» **LIST OF TASKS**:
1 – Rewrite the stretch of the passage on the Balfour Declaration from "The document may, on" through "the following decades.", changing "exile" to "displacement".
2 – Answer these questions from the passage on the Balfour Declaration:
(a) In what year was the State of Israel created?
(b) Who described the Balfour Declaration as "the darkest day in our history"?
(c) How many people lived in the territory, and what share of them were non-Jewish?

» **GIVEN PASSAGE**:
------------------------------------

Ever since its conception, the Balfour Declaration has been a point of deep political and religious contention between Zionist Jewish and Palestinian interest groups. For the former, Balfour’s (albeit vague) assertion that the British government looked favourably upon, and would endeavour to achieve, ‘the establishment in Palestine of a national home for the Jewish people’ was the glorious culmination of a long sought after sense of recognition of their proclaimed rights – deeply entrenched in cultural and religious history – to re-establish the community in the Holy Lands documented in the Biblical scriptures. For the Jewish people, the religious symbolism underpinning the decision which, in 1948, resulted in the creation of the State of Israel, represented a ‘national re-birth’. It gave them, for the first time in centuries characterised by persecution, a sense of belonging. As such, the current and 4th Lord Rothschild, great grandson of the original recipient of the crucial document, has declared it to be ‘the greatest event in Jewish life for thousands of years’.

One of millions of Palestinian refugees to have lost their homes as a result of the Balfour Declaration. Source: The Independent.

The document may, on the one hand, have represented a hope of transforming Zionist idealism into a reality. But on the other, for Palestinians, the Balfour Declaration was nothing short of what president Mahmoud Abbas describes as ‘the darkest day in our history’- a history since defined by hostility, oppression, and exile. Following the collapse of the Ottoman Empire at the beginning of the 20th century, Palestinians felt that, through the creation of a Jewish homeland in Palestine, the British government was parcelling up land which was not their own to give away. At no point was there a consultation process and a territory comprising 700,000 people, 90% of whom were non-Jewish, found itself in the hands of a significant minority. Initial tensions were only exacerbated by the dramatic influx in Jewish immigrants to Palestine throughout the following decades.

------------------------------------

» **LISTED ENTRIES**:
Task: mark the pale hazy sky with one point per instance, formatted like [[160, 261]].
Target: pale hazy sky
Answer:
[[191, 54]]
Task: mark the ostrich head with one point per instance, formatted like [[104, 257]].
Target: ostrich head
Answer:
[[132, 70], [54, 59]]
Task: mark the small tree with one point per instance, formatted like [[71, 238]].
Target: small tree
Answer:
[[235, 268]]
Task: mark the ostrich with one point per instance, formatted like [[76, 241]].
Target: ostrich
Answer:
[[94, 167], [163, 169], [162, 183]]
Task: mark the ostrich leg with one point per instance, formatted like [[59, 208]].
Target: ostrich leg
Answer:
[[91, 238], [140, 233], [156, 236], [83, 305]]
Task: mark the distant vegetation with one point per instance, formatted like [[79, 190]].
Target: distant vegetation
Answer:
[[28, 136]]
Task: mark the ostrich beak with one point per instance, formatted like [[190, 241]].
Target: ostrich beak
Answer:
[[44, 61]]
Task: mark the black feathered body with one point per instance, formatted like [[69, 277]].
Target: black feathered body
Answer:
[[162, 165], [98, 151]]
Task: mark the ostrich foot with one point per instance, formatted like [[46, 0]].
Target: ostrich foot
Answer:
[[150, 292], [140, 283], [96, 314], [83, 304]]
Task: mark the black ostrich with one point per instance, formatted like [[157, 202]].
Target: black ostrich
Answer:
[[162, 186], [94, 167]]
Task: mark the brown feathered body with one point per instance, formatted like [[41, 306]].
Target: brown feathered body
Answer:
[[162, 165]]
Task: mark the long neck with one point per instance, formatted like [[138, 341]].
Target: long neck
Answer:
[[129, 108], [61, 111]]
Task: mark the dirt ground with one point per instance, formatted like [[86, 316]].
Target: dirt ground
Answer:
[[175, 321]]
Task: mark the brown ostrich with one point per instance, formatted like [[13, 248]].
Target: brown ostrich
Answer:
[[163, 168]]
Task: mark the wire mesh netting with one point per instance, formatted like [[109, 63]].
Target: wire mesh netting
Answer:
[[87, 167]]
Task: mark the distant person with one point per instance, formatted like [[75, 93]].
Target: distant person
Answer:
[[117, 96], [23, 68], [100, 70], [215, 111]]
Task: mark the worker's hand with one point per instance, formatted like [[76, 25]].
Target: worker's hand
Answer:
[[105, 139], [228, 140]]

------------------------------------

» **COMPLETED EXERCISE**:
1 –
The document may, on the one hand, have represented a hope of transforming Zionist idealism into a reality. But on the other, for Palestinians, the Balfour Declaration was nothing short of what president Mahmoud Abbas describes as ‘the darkest day in our history’- a history since defined by hostility, oppression, and displacement. Following the collapse of the Ottoman Empire at the beginning of the 20th century, Palestinians felt that, through the creation of a Jewish homeland in Palestine, the British government was parcelling up land which was not their own to give away. At no point was there a consultation process and a territory comprising 700,000 people, 90% of whom were non-Jewish, found itself in the hands of a significant minority. Initial tensions were only exacerbated by the dramatic influx in Jewish immigrants to Palestine throughout the following decades.

2 –
(a) 1948
(b) President Mahmoud Abbas
(c) 700,000 people, 90% of whom were non-Jewish